* **Document source**
_ _ _
Publié le par Rosalie210

Aki Kaurismäki (2016)

L'autre côté de l'espoir (Toivon tuolla puolen)

J'aime bien le cinéma de Aki KAURISMÄKI dont les codes particuliers peuvent constituer un frein à l'adhésion du spectateur mais qui si on y entre a beaucoup à offrir. "L'autre côté de l'espoir" son dernier film en date est le deuxième volet d'une trilogie sur les migrants après "Le Havre" (2011) (on ne sait pas si il y en aura un troisième, Aki KAURISMÄKI ayant exprimé son souhait d'arrêter de faire des films). Fable humaniste comme l'était aussi "Le Havre" (2011), "L'autre côté de l'espoir" raconte la rencontre entre un migrant syrien débouté du droit d'asile et un finlandais quinquagénaire qui a décidé de refaire sa vie en tentant sa chance dans la restauration après avoir gagné au poker. Aki KAURISMÄKI conjugue avec bonheur réalisme social et politique (misère, violences racistes, témoignage frontal des horreurs de la guerre et de l'absurdité de la machine administrative) et décalage poétique créant un effet de distanciation salutaire (aspect rétro des décors dépouillés dont l'ameublement semble sorti de chez Emmaüs, minimalisme de personnages marqués physiquement mais peu bavards et peu expressifs, couleurs froides, mise en scène épurée, interludes musicaux rock et humour burlesque omniprésent désamorçant tout pathos)*. Le résultat est un film d'apparence froide mais généreux en réalité, mettant en avant la bienveillance et la solidarité des individus face à l'absurdité d'un système arbitraire dont Aki KAURISMÄKI se paye la tête (il affirme que la situation syrienne ne justifie pas la délivrance d'un titre de séjour alors que la scène suivante montre évidemment le contraire) et dont de simples citoyens finlandais déjouent les mécanismes à la manière des résistants de la seconde guerre mondiale mais sans avoir l'air d'y toucher (fabrication de faux papiers, aide à l'évasion, emploi au noir etc.) Quant aux tentatives de mutations mondialistes du restaurant vieillot racheté par le finlandais quinquagénaire, elles constituent les passages les plus drôles du film.
_ _ _
* **Extrait de données**

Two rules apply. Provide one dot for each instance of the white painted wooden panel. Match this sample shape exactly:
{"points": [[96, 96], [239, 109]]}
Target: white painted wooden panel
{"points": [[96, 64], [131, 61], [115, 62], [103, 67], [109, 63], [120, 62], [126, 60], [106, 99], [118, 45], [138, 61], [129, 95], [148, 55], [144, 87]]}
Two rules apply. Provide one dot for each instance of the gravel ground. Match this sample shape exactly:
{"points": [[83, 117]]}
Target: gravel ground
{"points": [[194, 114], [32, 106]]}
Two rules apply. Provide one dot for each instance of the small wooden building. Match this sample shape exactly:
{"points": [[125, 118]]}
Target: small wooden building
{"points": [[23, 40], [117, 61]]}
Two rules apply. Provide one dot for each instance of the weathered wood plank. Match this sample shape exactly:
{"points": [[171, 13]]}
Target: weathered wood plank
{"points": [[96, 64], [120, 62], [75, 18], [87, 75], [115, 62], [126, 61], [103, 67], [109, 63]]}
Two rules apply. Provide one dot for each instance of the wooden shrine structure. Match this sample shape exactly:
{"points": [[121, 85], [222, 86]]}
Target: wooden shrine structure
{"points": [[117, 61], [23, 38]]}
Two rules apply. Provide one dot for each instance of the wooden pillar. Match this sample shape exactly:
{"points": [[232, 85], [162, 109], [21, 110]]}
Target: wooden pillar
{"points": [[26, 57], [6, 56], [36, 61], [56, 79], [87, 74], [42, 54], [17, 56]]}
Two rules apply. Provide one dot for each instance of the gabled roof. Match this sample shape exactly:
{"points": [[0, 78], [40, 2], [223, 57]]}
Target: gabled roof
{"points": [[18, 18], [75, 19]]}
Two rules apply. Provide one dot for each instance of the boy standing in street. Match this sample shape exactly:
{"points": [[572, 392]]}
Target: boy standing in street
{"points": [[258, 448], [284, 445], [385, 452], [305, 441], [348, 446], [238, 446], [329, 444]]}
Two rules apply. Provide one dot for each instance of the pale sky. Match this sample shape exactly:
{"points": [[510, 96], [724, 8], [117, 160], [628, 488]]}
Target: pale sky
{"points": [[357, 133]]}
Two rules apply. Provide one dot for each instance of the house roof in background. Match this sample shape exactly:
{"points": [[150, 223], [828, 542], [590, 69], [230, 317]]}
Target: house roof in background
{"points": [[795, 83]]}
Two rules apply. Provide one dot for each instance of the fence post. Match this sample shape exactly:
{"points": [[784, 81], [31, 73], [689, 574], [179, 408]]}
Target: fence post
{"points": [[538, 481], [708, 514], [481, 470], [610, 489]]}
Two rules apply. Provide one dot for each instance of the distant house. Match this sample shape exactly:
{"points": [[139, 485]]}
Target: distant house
_ _ _
* **Liste des tâches**
#1 Indiquez si chacune des affirmations suivantes concorde avec la critique de « L'autre côté de l'espoir », en répondant par oui ou par non et en citant mot pour mot les termes qui tranchent. (a) Le film est le premier volet d'une trilogie sur les migrants. (b) Le Finlandais quinquagénaire se lance dans la restauration après avoir gagné au poker. (c) Le migrant syrien a obtenu le droit d'asile.
#2 Reprenez la critique de « L'autre côté de l'espoir » juste après sa dernière phrase, en gardant le même ton.

* **Réponses aux tâches**
#1
(a) Non : « le deuxième volet d'une trilogie sur les migrants ».
(b) Oui : « tentant sa chance dans la restauration après avoir gagné au poker ».
(c) Non : « un migrant syrien débouté du droit d'asile ».

#2
On distingue au moins deux grandes influences dans le cinéma de Aki KAURISMÄKI. L'une, américaine, vis à vis des grandes figures du burlesque muet (Charles CHAPLIN, figure du vagabond tutélaire de tous ses films et Buster KEATON pour le caractère impassible des personnages) et l'autre française, vis à vis du courant réaliste poétique à qui Aki KAURISMÄKI a rendu un hommage appuyé dans "Le Havre" (2011) (avec un personnage féminin appelé Arletty!) mais aussi vis à vis des polars minimalistes de Jean-Pierre MELVILLE et des films non moins dépouillés de Robert BRESSON.